>>>
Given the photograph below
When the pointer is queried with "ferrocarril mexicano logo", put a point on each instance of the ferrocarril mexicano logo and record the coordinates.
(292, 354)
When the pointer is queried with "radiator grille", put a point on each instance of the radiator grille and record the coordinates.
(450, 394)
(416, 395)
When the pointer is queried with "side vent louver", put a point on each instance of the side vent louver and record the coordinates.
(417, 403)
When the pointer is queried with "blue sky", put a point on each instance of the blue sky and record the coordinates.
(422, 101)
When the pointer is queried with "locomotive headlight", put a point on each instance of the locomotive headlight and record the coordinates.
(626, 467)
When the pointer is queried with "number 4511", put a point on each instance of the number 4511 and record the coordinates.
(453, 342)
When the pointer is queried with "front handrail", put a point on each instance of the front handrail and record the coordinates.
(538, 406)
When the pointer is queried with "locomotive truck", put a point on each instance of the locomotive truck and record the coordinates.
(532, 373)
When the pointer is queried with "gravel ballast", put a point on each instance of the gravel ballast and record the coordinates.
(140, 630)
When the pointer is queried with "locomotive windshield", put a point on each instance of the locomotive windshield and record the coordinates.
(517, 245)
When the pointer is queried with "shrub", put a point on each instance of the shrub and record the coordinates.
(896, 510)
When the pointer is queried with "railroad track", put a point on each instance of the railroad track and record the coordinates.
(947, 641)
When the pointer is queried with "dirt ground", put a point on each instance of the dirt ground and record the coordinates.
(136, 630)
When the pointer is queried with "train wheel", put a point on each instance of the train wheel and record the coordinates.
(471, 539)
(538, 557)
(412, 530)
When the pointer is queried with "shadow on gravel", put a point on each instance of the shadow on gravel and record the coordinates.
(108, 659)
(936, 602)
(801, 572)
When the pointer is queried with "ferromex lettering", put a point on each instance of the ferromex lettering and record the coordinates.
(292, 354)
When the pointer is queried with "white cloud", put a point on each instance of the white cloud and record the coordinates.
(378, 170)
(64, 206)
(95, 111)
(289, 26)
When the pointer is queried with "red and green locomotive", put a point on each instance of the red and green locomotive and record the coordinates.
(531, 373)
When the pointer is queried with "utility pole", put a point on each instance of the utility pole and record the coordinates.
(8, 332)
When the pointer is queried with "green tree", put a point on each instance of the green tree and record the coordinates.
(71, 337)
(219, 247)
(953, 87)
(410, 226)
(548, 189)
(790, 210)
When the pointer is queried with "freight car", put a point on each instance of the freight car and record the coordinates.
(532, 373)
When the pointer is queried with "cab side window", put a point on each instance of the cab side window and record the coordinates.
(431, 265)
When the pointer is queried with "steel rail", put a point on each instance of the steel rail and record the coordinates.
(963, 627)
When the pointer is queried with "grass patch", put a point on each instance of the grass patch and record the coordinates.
<<<
**WORK REQUEST:**
Transcribe each line of the material without any alteration.

**OUTPUT FOR THIS EXERCISE:**
Given the photograph below
When the pointer is queried with "ferrocarril mexicano logo", put a point on each instance of the ferrocarril mexicano logo and record the coordinates.
(292, 354)
When the pointer is queried with "radiator grille", put a point on each instance of the radiator grille and record the coordinates.
(450, 394)
(416, 395)
When the pointer is queried with "side vent louver", put a point on each instance of the side vent louver and record the coordinates.
(417, 403)
When the pointer is queried with "blue sky", put a point on each instance of the blue sky and record the coordinates.
(422, 101)
When the pointer is queried with "locomotive headlight", put a point on each instance of the locomotive headlight and record the coordinates.
(626, 467)
When the pointer is queried with "number 4511", put a point on each instance of the number 4511 and record the coordinates.
(453, 342)
When the pointer is queried with "front handrail", put a point on each instance of the front handrail and record the coordinates.
(538, 406)
When the pointer is queried with "locomotive truck", put a point on each instance of the locomotive truck and record the coordinates.
(532, 373)
When the pointer is queried with "gravel ballast", put a point on each instance of the gravel ballast and record the coordinates.
(140, 630)
When the pointer is queried with "locomotive windshield", put a point on each instance of the locomotive windshield and record the coordinates.
(517, 245)
When the pointer is queried with "shrub", put a point on each instance of the shrub and record the coordinates.
(896, 510)
When the pointer is queried with "railroad track", put a point on each instance of the railroad track and record the coordinates.
(947, 641)
When the pointer is queried with "dirt ground", put a point on each instance of the dirt ground and record the coordinates.
(136, 630)
When the pointer is queried with "train wheel", put a point on each instance of the train wheel and record the coordinates.
(471, 539)
(538, 557)
(412, 530)
When the pointer is queried with "shadow on gravel", put a point on each instance of the shadow on gravel and record the coordinates.
(108, 659)
(936, 602)
(801, 572)
When the pointer is queried with "ferromex lettering", put a point on each instance of the ferromex lettering and record the coordinates.
(292, 354)
When the pointer is queried with "white cloud", put a point on each instance of the white cloud and record the coordinates.
(378, 170)
(64, 206)
(95, 111)
(289, 26)
When the pointer is queried with "red and green locomotive", put a point on each instance of the red and green locomotive and record the coordinates.
(531, 373)
When the pointer is queried with "utility pole", put a point on each instance of the utility pole and record the coordinates.
(8, 332)
When the pointer is queried with "green tree", put a point on each instance of the green tree and record the coordinates.
(71, 337)
(219, 247)
(953, 87)
(410, 226)
(548, 189)
(790, 210)
When the pointer is queried with "freight car", put a point on each instance of the freight car and record the coordinates.
(532, 373)
When the pointer is queried with "cab side window", put a point on each instance of the cab side window and record the coordinates.
(431, 265)
When the pointer is queried with "steel rail", put a point on each instance of the steel rail and record the coordinates.
(963, 627)
When the pointer is queried with "grass patch", put a point on each instance of the grass patch and record the coordinates.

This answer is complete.